GIVEN EXERCISE 1:
Starting at the line that contains "of the patterned" and ending with the last line of the listing below, rewrite those lines with "kitchen peninsula" replaced by "kitchen island" and everything else left as it is.

SELECTED TEXT:
☆ ☆ ☆ ☆ ☆

PyTorch Version: `torch_shm_manager` error when running with multiprocessing

alex-razor commented 5 years ago

Running code doesnt work. I get the following error:

(venv) juggernaut@xmen9:/hdd/AlphaPose$ python demo.py --indir examples/demo/
Loading YOLO model..
torch_shm_manager: error while loading shared libraries: libcudart.so.10.0: cannot open shared object file: No such file or directory
Traceback (most recent call last):
  File "/usr/lib/python3.6/multiprocessing/queues.py", line 234, in _feed
    obj = _ForkingPickler.dumps(obj)
  File "/usr/lib/python3.6/multiprocessing/reduction.py", line 51, in dumps
    cls(buf, protocol).dump(obj)
  File "/hdd/kps_pipeline/venv/lib/python3.6/site-packages/torch/multiprocessing/reductions.py", line 314, in reduce_storage
    metadata = storage._share_filename_()
RuntimeError: error executing torch_shm_manager at "/hdd/kps_pipeline/venv/lib/python3.6/site-packages/torch/bin/torch_shm_manager" at /pytorch/torch/lib/libshm/core.cpp:99
torch_shm_manager: error while loading shared libraries: libcudart.so.10.0: cannot open shared object file: No such file or directory
Traceback (most recent call last):
  File "/usr/lib/python3.6/multiprocessing/queues.py", line 234, in _feed
    obj = _ForkingPickler.dumps(obj)
  File "/usr/lib/python3.6/multiprocessing/reduction.py", line 51, in dumps
    cls(buf, protocol).dump(obj)
  File "/hdd/kps_pipeline/venv/lib/python3.6/site-packages/torch/multiprocessing/reductions.py", line 314, in reduce_storage
    metadata = storage._share_filename_()
RuntimeError: error executing torch_shm_manager at "/hdd/kps_pipeline/venv/lib/python3.6/site-packages/torch/bin/torch_shm_manager" at /pytorch/torch/lib/libshm/core.cpp:99
torch_shm_manager: error while loading shared libraries: libcudart.so.10.0: cannot open shared object file: No such file or directory
torch_shm_manager: error while loading shared libraries: libcudart.so.10.0: cannot open shared object file: No such file or directory
Traceback (most recent call last):
  File "demo.py", line 50, in <module>
    det_loader = DetectionLoader(data_loader, batchSize=args.detbatch).start()
  File "/hdd/AlphaPose/dataloader.py", line 309, in start
    p.start()
  File "/usr/lib/python3.6/multiprocessing/process.py", line 105, in start
    self._popen = self._Popen(self)

☆ ☆ ☆ ☆ ☆

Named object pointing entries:
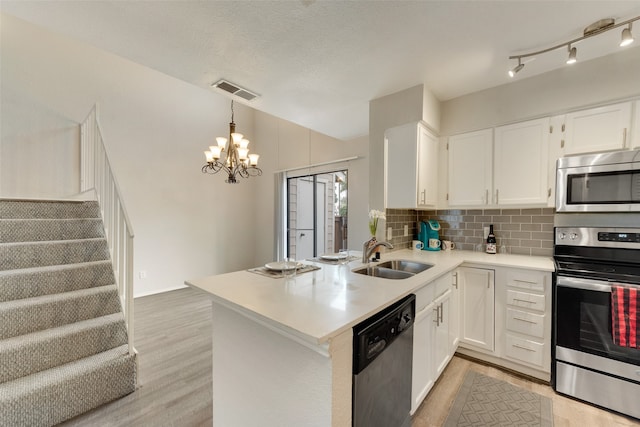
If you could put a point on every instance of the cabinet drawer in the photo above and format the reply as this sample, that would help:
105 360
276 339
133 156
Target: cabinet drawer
528 280
442 284
525 323
526 300
524 350
424 296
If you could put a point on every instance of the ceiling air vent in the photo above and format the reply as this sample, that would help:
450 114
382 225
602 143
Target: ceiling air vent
234 90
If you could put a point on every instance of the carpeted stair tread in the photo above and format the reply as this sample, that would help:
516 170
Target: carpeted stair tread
25 209
37 281
49 311
41 230
38 254
52 396
27 354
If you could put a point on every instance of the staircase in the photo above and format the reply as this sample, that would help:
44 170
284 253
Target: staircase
63 338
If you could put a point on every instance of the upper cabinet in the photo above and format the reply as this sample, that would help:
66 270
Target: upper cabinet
520 163
635 140
508 168
411 167
598 129
471 168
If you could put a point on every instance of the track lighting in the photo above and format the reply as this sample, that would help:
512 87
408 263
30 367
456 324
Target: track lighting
573 52
627 37
517 68
599 27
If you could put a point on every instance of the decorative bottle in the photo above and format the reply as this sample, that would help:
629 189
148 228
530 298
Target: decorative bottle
491 241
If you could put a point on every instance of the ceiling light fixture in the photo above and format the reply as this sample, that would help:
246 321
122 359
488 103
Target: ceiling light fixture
594 29
627 37
573 53
232 156
517 68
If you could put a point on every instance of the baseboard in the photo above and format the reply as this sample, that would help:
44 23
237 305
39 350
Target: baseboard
158 291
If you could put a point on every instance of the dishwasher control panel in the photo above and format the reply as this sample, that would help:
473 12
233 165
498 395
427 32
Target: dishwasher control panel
372 336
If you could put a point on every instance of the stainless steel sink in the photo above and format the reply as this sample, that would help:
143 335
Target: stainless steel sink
414 267
385 273
394 269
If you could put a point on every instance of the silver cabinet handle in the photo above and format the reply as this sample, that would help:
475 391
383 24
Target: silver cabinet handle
525 320
524 300
523 347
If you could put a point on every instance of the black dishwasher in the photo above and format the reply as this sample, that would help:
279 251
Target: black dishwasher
382 357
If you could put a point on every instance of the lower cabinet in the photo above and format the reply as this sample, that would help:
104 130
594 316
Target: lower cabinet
477 302
433 342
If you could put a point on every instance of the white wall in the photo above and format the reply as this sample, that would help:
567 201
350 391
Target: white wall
295 147
156 128
386 112
599 81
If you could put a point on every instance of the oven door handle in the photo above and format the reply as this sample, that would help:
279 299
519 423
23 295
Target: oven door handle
588 284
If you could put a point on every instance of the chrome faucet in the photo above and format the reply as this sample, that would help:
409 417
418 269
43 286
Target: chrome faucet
368 250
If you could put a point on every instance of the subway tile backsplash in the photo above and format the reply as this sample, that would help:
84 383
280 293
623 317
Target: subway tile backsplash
518 231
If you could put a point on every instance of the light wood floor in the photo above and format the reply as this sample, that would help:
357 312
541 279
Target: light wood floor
173 338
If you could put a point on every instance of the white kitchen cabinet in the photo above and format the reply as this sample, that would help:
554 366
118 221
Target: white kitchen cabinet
477 319
411 167
442 341
520 163
556 150
471 168
527 317
432 343
635 134
598 129
422 375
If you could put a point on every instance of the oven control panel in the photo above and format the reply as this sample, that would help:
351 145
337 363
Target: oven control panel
619 237
598 237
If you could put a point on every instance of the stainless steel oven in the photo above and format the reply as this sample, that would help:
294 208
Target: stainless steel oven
605 182
588 362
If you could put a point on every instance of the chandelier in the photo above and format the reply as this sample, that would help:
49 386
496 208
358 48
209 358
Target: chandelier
231 155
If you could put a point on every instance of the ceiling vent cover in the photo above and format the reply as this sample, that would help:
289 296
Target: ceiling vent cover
234 89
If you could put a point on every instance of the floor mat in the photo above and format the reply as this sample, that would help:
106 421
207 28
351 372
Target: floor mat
485 401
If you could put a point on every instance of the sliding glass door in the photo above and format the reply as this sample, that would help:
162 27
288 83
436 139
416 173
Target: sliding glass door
316 214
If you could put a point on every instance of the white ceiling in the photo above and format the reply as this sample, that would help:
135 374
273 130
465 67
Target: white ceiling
319 63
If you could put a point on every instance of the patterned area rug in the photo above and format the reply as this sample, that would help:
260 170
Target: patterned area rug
485 401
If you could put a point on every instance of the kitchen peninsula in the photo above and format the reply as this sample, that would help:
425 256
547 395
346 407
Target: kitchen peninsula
282 349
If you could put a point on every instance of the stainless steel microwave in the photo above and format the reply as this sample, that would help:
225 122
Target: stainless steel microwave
605 182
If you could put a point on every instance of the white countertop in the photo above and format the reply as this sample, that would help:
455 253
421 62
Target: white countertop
319 305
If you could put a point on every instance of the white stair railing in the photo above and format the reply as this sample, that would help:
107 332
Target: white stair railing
96 174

☆ ☆ ☆ ☆ ☆

GIVEN EXERCISE 2:
Write the next part of the torch_shm_manager error report above, picking up after its last line.

TASK RESULT 1:
If you could put a point on every instance of the patterned area rug in the photo above and format the reply as this sample, that would help:
260 170
Target: patterned area rug
485 401
If you could put a point on every instance of the kitchen island in the photo above and format the reply as this sample, that would help:
425 256
547 395
346 407
Target: kitchen island
282 349
If you could put a point on every instance of the stainless steel microwave in the photo above and format the reply as this sample, that would help:
225 122
Target: stainless steel microwave
605 182
If you could put a point on every instance of the white countertop in the photo above and format the reply as this sample, that would help:
455 253
421 62
Target: white countertop
319 305
If you could put a point on every instance of the white stair railing in the photo above and format the reply as this sample, that would help:
107 332
Target: white stair railing
96 174

TASK RESULT 2:
  File "/usr/lib/python3.6/multiprocessing/context.py", line 223, in _Popen
    return _default_context.get_context().Process._Popen(process_obj)
  File "/usr/lib/python3.6/multiprocessing/context.py", line 291, in _Popen
    return Popen(process_obj)
  File "/usr/lib/python3.6/multiprocessing/popen_forkserver.py", line 35, in __init__
    super().__init__(process_obj)
  File "/usr/lib/python3.6/multiprocessing/popen_fork.py", line 19, in __init__
    self._launch(process_obj)
  File "/usr/lib/python3.6/multiprocessing/popen_forkserver.py", line 47, in _launch
    reduction.dump(process_obj, buf)
  File "/usr/lib/python3.6/multiprocessing/reduction.py", line 60, in dump
    ForkingPickler(file, protocol).dump(obj)
  File "/hdd/kps_pipeline/venv/lib/python3.6/site-packages/torch/multiprocessing/reductions.py", line 314, in reduce_storage
    metadata = storage._share_filename_()
RuntimeError: error executing torch_shm_manager at "/hdd/kps_pipeline/venv/lib/python3.6/site-packages/torch/bin/torch_shm_manager" at /pytorch/torch/lib/libshm/core.cpp:99

Although, when i add flag --sp it works fine.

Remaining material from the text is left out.